*Given data*:
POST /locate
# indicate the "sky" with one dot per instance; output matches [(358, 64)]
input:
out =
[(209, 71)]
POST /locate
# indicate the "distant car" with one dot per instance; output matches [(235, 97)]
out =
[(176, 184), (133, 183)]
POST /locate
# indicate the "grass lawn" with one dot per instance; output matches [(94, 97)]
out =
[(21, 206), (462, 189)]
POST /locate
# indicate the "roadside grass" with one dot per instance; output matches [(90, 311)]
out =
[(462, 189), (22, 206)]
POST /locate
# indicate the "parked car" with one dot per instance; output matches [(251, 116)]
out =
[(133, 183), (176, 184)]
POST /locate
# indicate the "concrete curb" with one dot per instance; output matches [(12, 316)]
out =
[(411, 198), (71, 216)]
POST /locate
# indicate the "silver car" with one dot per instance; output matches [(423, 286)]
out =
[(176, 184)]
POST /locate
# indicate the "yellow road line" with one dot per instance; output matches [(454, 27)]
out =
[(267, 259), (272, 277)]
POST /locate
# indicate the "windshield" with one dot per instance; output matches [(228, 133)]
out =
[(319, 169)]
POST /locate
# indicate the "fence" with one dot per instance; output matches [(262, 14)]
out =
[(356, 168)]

*Aim*:
Exactly reproduce the material above.

*Exercise response*:
POST /locate
# indicate the "sky" with one dot per instance; output matches [(358, 64)]
input:
out =
[(209, 71)]
POST /locate
# indicate the "distant car" with one dot per instance; output matches [(235, 97)]
out =
[(176, 184), (133, 183)]
POST /locate
# indicate the "grass lawn" with one dot per instance; output matches [(94, 97)]
out =
[(21, 206), (462, 189)]
POST /locate
# indicate the "roadside grass" with one dot per instance; output matches [(90, 311)]
out =
[(462, 189), (22, 206)]
POST /locate
# indicate the "parked car" with one dot per instance; output matches [(251, 116)]
out =
[(133, 183), (176, 184)]
POST /locate
# indicate the "concrete curb" with one dot per instance; output matches [(12, 316)]
out =
[(411, 198), (71, 216)]
POST /locate
# indicate the "silver car" with one dot per instance; output matches [(423, 286)]
out =
[(176, 184)]
POST /locate
# indicate the "yellow road line" with one dot per instance; output matches [(454, 27)]
out =
[(267, 259), (272, 277)]
POST /locate
# indicate the "windshield" with one dot per instance; output matches [(228, 133)]
out =
[(319, 169)]
POST /locate
# indicate the "fence" with one dot per instance; output matches [(262, 14)]
out =
[(356, 168)]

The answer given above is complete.